=== WORK TASK ===
Nothing may be left out or changed. Print every entry.

=-=-=

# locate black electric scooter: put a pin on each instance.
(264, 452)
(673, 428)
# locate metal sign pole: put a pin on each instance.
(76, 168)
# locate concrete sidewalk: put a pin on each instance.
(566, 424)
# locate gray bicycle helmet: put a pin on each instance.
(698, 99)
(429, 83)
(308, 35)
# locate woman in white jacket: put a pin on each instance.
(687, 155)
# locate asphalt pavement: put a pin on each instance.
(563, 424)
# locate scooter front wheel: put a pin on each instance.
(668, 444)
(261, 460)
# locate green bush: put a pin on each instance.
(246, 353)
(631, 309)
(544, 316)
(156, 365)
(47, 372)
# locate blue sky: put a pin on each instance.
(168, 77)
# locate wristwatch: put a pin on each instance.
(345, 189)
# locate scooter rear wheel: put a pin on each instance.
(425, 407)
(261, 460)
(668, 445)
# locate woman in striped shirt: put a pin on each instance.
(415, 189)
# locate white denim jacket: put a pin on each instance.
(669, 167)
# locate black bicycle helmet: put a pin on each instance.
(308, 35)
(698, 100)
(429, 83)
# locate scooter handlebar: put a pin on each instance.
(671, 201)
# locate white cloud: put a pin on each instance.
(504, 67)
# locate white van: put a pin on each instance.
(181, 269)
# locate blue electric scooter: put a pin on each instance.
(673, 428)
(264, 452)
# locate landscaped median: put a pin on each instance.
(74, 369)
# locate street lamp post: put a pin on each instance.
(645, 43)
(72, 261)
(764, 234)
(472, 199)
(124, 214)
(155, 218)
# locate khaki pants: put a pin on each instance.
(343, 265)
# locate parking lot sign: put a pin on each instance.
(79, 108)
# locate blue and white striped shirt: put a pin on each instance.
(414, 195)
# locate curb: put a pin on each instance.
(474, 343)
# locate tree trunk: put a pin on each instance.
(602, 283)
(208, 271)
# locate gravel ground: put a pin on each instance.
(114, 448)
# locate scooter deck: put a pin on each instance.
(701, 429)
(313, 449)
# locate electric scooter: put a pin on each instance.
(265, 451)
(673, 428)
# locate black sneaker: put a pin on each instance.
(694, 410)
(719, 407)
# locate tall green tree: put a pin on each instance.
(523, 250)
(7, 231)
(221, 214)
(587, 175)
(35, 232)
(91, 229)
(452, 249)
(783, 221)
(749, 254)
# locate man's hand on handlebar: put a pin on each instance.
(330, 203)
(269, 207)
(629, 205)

=-=-=

=== OUTPUT OF THE TASK ===
# locate black electric scooter: put a pin on each instance.
(264, 452)
(673, 428)
# locate metal sign pole: put a pin on each instance.
(76, 168)
# locate concrete sidewalk: put a pin on each instance.
(566, 424)
# locate gray bicycle helmet: put a pin on each instance.
(698, 99)
(429, 83)
(308, 35)
# locate woman in white jacket: put a pin on each instance.
(687, 155)
# locate asphalt pavement: put a pin on each instance.
(563, 424)
# locate scooter front wheel: put a pin on each instance.
(668, 444)
(261, 460)
# locate green bush: put a pin on each instance.
(246, 353)
(631, 309)
(544, 316)
(156, 365)
(47, 372)
# locate blue sky: put a pin on each instance.
(168, 77)
# locate wristwatch: put a pin on each instance.
(345, 189)
# locate scooter rear wheel: put a pin on each instance.
(425, 407)
(261, 460)
(668, 445)
# locate woman in striped shirt: put a pin on each instance.
(415, 189)
# locate white denim jacket: put a pin on each instance.
(669, 167)
# locate black bicycle helmet: put a pin on each instance.
(308, 35)
(698, 100)
(429, 83)
# locate scooter handlebar: put a pin on each instance.
(671, 201)
# locate white cloud: put a pin on each instance.
(504, 67)
# locate white van: put a pin on each instance.
(181, 269)
# locate blue electric scooter: put a pin on each instance.
(673, 428)
(264, 452)
# locate landscaped median: put a pin on each instance.
(74, 369)
# locate street lamp post: put a pin on each instance.
(645, 43)
(72, 261)
(764, 234)
(472, 199)
(124, 214)
(155, 218)
# locate khaki pants: put a pin on each instance.
(343, 265)
# locate parking lot sign: put a pin on each instance.
(79, 108)
# locate blue and white striped shirt: put a pin on each instance.
(414, 195)
# locate curb: put a pin on each instance.
(474, 343)
# locate tree trunk: put a pin on each instance.
(602, 283)
(208, 271)
# locate gravel ground: put a pin on each instance.
(114, 448)
# locate scooter deck: put a pin on each instance.
(701, 429)
(313, 449)
# locate electric scooter: put a pin on each instance.
(265, 451)
(673, 428)
# locate black sneaker: put a pin on each instance.
(694, 410)
(719, 407)
# locate tall green tree: put a pin on each instance.
(523, 250)
(7, 231)
(221, 214)
(587, 175)
(35, 232)
(91, 229)
(452, 249)
(783, 221)
(749, 254)
# locate man's hand on handlebar: put a pin on each instance.
(330, 203)
(269, 207)
(629, 205)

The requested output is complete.